• [WORK TO DO]: Copy the entries from the line that contains "of the person" through the last line, changing "Reviewer note" to "Audit note" everywhere and keeping everything else the same.

[Records]
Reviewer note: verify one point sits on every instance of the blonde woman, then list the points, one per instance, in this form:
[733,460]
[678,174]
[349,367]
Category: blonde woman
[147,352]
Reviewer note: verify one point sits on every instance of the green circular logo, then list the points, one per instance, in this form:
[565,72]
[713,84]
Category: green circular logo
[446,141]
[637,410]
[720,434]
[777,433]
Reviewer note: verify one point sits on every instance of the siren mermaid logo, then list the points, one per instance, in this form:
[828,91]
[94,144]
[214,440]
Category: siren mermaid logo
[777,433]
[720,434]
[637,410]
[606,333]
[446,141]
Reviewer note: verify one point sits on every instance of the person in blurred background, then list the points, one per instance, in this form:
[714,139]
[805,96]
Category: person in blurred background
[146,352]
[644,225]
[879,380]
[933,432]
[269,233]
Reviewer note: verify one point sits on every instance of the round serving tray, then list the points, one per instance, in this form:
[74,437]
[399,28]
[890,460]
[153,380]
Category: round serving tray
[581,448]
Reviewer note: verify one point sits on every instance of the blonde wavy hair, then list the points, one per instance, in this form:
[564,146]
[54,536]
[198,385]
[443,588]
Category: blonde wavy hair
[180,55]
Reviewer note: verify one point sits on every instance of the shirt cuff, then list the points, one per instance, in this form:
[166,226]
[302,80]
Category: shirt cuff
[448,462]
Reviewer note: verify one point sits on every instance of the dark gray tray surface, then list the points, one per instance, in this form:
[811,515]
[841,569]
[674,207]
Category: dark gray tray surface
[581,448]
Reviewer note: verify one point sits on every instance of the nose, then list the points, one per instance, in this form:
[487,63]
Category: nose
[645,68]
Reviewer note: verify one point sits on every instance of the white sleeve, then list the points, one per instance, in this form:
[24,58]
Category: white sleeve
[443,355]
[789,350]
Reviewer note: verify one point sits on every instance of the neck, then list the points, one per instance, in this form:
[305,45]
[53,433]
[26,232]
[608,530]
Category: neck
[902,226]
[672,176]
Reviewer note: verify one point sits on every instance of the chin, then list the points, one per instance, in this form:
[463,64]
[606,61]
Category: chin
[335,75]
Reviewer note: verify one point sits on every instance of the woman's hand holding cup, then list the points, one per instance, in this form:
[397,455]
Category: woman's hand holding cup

• [SOLUTION BELOW]:
Audit note: verify one point sits on every instance of the person in blurred background, then list the points, one per instance, in this form:
[714,139]
[805,96]
Category: person in blurred background
[146,352]
[644,225]
[879,380]
[933,432]
[269,233]
Audit note: verify one point sits on every instance of the round serving tray, then list the points, one per instance, in this form:
[74,437]
[399,28]
[890,460]
[153,380]
Category: round serving tray
[581,448]
Audit note: verify one point sits on every instance of the blonde wavy hair, then list the points, one per instance, in this form:
[564,146]
[54,536]
[198,385]
[443,588]
Category: blonde wavy hair
[180,55]
Audit note: verify one point sits on every instance of the shirt cuff, then list the points, one per instance, in this form:
[166,226]
[302,80]
Category: shirt cuff
[448,462]
Audit note: verify one point sits on every instance of the dark gray tray surface, then list the points, one per instance, in this form:
[811,515]
[841,569]
[674,207]
Category: dark gray tray surface
[581,448]
Audit note: verify one point sits on every instance of the nose, then list the points, one per instance, in this form:
[487,63]
Category: nose
[645,68]
Audit note: verify one point sits on every instance of the white sleeve, then list the points, one per instance, in this form:
[24,58]
Category: white sleeve
[443,355]
[789,350]
Audit note: verify one point sits on every instance of the neck, then list the points, one per instance, in this form:
[305,45]
[53,433]
[26,232]
[608,530]
Category: neck
[902,226]
[672,176]
Audit note: verify one point sits on every instance of the chin, then list the points, one per instance, in this form:
[463,64]
[606,61]
Category: chin
[335,75]
Audit note: verify one point sits on every instance of the woman's hand holding cup, then list the points, one per instance, in this form:
[397,455]
Category: woman's hand holding cup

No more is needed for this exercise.